REQUIRED ACTION
Only these lines of the data below are wanted: the one with "For every instance of the green", the one with "For every instance of the paraglider, put", and any lines between them, each repeated exactly.

(RECORDS FOR THE TASK begins)

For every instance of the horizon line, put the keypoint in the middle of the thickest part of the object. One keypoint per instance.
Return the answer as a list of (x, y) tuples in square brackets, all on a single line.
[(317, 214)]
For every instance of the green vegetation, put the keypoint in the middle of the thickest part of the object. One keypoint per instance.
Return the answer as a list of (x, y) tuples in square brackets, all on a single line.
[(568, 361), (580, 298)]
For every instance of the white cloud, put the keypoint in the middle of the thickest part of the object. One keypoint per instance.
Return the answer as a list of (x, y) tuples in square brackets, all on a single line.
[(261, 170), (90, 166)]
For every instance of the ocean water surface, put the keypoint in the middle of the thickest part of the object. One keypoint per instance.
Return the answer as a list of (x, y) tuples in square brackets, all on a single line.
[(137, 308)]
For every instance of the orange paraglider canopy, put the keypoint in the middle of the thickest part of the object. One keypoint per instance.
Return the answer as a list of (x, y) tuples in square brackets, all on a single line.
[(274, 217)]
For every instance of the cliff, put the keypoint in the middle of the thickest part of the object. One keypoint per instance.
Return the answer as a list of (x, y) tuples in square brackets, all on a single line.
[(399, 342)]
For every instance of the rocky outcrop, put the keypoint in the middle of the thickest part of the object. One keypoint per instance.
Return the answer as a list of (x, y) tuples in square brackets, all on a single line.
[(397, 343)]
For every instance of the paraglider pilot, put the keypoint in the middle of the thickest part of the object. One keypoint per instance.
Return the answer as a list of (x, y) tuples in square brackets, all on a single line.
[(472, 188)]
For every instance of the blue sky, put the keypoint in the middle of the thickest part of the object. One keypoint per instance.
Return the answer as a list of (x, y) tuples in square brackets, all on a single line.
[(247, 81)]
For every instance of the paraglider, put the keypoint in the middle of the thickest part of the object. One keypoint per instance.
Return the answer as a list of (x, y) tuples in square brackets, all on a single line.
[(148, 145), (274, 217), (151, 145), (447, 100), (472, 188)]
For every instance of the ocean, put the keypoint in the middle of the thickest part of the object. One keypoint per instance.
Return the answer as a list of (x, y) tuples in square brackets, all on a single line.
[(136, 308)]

(RECORDS FOR THE TASK ends)

TASK OUTPUT
For every instance of the green vegetation, put the keypoint in the middle of the thickest part of the object. One keypoint per instance.
Return the answer as a list of (x, y) tuples in square brackets, all on a single line.
[(568, 361), (580, 298)]
For every instance of the white cloud, put the keypoint in the middle of the thickest part of the object. One keypoint per instance.
Return the answer as a list of (x, y) tuples in square brackets, all on a single line.
[(261, 170), (90, 166)]
For every instance of the ocean water surface, put the keypoint in the middle of the thickest part of the object. One keypoint per instance.
Return the answer as a list of (x, y) tuples in square brackets, all on a single line.
[(137, 308)]
For every instance of the orange paraglider canopy, put the keypoint in the middle of the thickest part of the object. One keypoint per instance.
Return the answer as a list of (x, y) tuples in square brackets, all on a single line.
[(274, 217)]
For every instance of the cliff, put the keypoint in the middle of the thickest part of the object. One keypoint per instance.
Return the answer as a list of (x, y) tuples in square brackets, all on a single line.
[(399, 342)]
For every instance of the rocky outcrop, put the keypoint in the middle of the thickest part of the object. One keypoint per instance.
Return the answer as a list of (x, y) tuples in square brackets, all on a single line.
[(397, 343)]
For every instance of the paraglider pilot, put the keypoint in the middle of the thickest part of the object. One keypoint per instance.
Return the answer as a list of (x, y) tuples in square brackets, all on a single line.
[(472, 188)]
For every instance of the blue sky, put the keypoint in the middle of the thickest part of the object. One keypoint per instance.
Return the answer as a list of (x, y) tuples in square brackets, all on a single line.
[(247, 81)]
For every instance of the paraglider, put the keypoint in the middle of the thickest part of the object. One keypoint per instance.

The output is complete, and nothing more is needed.